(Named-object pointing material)
****************************************
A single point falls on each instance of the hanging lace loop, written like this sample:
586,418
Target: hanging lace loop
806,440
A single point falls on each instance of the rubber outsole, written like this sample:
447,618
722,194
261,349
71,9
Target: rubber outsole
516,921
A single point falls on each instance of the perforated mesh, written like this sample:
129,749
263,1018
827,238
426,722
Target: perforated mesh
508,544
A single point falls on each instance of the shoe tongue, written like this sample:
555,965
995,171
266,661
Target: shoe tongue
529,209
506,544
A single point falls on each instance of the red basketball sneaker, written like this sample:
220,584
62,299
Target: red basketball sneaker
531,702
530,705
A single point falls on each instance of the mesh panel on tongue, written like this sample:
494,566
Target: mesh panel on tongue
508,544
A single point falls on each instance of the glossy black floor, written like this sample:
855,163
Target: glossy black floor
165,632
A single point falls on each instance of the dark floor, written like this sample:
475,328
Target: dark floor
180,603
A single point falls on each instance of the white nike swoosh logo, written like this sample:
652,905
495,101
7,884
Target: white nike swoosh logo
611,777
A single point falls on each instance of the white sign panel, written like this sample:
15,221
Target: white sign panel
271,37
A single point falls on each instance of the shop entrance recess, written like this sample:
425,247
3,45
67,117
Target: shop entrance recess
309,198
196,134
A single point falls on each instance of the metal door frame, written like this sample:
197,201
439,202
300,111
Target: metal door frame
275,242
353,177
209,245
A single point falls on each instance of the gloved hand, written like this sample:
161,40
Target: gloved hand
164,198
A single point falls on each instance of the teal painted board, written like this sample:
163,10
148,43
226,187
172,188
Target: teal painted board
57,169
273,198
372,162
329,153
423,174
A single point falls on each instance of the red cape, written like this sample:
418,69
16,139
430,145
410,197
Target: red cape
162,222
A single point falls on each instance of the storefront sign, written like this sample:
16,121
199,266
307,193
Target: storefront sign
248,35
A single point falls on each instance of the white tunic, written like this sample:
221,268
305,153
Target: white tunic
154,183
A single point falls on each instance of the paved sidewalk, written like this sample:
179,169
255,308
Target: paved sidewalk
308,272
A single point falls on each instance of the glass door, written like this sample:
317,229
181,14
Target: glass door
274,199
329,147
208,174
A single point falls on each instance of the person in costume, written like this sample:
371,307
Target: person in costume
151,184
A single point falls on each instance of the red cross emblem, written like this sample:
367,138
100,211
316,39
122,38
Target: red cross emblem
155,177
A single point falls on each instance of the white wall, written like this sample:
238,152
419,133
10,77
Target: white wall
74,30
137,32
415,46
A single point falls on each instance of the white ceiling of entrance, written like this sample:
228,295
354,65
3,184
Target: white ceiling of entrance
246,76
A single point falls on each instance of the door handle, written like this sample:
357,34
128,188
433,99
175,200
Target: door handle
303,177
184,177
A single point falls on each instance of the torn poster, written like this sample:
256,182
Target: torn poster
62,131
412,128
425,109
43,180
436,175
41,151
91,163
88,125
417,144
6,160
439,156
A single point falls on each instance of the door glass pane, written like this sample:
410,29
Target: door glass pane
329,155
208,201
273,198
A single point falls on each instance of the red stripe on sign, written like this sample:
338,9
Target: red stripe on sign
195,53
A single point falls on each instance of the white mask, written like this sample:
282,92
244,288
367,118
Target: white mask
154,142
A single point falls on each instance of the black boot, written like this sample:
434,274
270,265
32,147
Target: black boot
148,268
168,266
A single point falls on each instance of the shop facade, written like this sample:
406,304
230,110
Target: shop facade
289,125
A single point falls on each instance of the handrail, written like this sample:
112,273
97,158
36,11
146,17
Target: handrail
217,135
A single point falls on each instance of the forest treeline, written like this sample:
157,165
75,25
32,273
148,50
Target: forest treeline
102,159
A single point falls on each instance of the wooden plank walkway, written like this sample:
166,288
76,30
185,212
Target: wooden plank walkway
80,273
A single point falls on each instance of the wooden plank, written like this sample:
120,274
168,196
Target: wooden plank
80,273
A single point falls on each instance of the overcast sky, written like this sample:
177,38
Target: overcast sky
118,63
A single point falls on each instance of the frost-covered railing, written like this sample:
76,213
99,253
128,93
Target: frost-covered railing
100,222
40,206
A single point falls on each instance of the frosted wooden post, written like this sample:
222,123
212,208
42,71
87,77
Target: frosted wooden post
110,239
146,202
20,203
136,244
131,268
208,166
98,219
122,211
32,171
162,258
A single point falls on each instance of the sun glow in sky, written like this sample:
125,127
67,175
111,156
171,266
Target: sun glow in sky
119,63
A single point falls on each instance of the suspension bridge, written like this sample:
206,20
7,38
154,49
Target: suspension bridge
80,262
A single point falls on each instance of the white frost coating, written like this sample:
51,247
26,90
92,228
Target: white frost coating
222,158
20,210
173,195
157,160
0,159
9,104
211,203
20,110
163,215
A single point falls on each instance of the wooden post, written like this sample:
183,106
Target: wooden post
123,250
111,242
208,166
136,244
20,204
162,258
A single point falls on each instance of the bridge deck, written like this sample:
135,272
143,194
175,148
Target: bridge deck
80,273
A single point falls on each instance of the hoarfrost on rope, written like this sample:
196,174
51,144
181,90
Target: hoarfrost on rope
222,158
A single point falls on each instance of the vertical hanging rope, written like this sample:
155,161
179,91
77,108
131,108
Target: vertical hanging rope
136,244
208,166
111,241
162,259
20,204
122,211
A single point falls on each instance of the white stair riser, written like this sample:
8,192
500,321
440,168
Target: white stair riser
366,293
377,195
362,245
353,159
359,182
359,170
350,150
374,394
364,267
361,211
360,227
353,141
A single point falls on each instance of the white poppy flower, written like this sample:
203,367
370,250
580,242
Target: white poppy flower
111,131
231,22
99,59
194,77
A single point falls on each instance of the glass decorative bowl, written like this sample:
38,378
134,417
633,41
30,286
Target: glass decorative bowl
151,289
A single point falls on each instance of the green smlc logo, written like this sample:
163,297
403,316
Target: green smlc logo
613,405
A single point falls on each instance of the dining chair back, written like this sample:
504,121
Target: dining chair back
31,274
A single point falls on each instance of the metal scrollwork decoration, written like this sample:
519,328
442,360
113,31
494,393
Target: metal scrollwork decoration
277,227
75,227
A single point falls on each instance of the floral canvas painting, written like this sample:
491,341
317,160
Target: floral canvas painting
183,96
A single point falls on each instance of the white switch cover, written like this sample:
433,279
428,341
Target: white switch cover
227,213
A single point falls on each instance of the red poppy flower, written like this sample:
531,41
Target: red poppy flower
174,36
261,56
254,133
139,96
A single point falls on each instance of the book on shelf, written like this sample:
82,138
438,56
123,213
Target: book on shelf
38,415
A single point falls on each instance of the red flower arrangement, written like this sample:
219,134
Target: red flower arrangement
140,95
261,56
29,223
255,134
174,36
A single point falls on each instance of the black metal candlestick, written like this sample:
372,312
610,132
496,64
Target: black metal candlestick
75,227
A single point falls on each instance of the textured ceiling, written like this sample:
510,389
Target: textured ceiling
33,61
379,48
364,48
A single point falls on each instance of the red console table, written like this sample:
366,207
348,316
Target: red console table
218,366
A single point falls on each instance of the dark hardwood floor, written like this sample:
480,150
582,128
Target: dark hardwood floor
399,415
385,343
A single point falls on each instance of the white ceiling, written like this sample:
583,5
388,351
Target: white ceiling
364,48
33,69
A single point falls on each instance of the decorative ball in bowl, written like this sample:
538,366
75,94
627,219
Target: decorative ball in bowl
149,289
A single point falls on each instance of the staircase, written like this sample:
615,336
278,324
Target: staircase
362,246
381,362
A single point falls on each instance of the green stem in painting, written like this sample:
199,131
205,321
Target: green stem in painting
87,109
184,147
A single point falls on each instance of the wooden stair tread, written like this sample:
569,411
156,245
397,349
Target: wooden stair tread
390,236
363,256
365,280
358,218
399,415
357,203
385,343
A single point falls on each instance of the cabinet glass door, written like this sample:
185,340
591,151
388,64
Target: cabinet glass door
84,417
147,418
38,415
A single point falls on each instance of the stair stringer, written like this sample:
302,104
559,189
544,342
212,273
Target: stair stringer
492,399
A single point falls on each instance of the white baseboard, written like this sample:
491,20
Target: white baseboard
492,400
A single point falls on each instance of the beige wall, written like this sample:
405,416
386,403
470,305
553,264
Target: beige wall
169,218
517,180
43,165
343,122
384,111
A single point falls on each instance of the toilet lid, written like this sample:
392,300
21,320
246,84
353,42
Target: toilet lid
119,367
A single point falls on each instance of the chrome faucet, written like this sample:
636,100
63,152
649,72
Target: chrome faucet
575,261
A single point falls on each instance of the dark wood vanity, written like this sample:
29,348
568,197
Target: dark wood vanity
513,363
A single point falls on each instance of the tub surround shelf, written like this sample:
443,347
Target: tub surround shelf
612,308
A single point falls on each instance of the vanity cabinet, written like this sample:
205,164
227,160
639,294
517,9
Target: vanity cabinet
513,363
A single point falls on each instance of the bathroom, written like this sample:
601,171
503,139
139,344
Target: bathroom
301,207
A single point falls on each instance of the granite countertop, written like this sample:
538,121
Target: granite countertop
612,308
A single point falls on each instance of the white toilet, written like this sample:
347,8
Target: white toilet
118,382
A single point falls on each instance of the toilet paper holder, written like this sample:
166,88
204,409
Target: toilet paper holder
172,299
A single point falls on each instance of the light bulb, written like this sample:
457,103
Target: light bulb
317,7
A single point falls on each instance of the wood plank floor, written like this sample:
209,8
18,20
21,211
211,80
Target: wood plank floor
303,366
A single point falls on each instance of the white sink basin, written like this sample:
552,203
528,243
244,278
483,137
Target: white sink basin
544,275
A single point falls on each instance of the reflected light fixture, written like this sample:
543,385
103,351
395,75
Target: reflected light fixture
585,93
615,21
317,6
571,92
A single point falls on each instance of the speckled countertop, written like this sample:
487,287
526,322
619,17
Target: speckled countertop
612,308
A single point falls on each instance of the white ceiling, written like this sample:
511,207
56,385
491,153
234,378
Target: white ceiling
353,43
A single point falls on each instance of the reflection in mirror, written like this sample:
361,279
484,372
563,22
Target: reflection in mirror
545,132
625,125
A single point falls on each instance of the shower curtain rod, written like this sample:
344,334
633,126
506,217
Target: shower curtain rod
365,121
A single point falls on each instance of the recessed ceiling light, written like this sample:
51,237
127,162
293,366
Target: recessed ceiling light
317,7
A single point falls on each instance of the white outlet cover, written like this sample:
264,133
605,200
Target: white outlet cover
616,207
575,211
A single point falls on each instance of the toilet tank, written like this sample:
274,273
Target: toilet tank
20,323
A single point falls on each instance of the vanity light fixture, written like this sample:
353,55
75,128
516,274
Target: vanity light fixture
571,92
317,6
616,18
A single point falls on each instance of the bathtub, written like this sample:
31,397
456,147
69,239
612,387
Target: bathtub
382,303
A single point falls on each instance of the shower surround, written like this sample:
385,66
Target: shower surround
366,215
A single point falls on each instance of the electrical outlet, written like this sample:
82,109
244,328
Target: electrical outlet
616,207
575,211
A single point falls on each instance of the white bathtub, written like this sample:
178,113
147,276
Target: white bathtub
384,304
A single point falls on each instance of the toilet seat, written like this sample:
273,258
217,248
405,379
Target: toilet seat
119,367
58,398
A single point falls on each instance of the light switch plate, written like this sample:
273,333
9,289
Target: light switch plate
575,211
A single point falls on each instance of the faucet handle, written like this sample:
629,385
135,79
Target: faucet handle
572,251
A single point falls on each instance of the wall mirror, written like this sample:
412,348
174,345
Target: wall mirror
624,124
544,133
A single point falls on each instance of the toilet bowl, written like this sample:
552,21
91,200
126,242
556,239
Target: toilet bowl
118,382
****************************************
Rewrite everything from the line containing "toilet bowl, written" down to the end of the material, renaming "single point" to "lone point" and leaving every other character unchanged.

• **RESPONSE**:
A lone point falls on each instance of the toilet bowl, written like this sample:
552,21
91,200
126,242
556,239
Target: toilet bowl
118,382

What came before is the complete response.